* _GIVEN EXERCISE_
Pick out every line in the data below that contains the word "people", and copy each of those lines in full.

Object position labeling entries

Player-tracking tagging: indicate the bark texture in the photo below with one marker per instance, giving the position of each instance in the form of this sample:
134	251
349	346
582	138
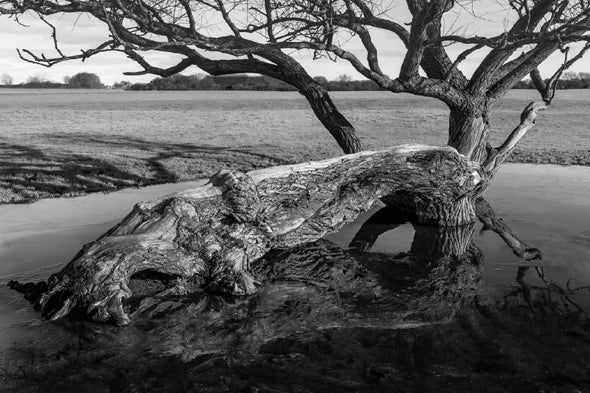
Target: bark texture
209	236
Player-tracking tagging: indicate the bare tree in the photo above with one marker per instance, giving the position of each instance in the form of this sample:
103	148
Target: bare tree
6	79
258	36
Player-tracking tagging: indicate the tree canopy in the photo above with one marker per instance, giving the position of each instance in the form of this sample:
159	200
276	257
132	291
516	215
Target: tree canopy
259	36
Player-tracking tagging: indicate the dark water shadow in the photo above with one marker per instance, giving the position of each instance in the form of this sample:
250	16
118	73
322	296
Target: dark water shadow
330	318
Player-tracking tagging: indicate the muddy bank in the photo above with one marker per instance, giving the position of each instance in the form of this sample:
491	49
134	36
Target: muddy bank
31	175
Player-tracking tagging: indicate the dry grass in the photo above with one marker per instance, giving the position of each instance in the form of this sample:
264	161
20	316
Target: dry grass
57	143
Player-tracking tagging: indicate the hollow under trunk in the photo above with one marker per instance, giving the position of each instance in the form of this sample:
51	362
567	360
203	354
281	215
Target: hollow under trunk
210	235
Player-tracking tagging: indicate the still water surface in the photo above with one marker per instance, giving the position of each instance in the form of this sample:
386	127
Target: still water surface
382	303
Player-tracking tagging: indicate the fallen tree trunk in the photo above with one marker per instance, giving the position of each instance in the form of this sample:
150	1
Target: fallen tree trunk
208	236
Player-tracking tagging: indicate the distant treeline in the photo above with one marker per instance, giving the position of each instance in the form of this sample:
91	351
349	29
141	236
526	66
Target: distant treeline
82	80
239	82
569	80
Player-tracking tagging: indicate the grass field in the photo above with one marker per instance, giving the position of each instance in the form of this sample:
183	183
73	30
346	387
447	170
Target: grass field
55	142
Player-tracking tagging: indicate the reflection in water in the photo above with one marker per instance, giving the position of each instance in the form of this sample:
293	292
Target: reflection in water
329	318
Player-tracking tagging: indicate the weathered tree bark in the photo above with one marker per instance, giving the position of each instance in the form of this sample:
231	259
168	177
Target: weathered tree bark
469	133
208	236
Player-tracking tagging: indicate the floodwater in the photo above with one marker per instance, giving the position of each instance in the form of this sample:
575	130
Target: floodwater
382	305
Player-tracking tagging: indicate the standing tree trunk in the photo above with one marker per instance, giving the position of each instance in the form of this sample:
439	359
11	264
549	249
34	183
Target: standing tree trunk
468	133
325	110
...
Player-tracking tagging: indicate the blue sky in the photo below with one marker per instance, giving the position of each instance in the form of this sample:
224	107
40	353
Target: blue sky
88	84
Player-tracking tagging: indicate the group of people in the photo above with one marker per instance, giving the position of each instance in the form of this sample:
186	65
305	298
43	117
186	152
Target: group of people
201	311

* _FULL SOLUTION_
Player-tracking tagging: indicate the group of people in the photo above with one marker per instance, giving the position of each instance in the form of this sample:
Target: group of people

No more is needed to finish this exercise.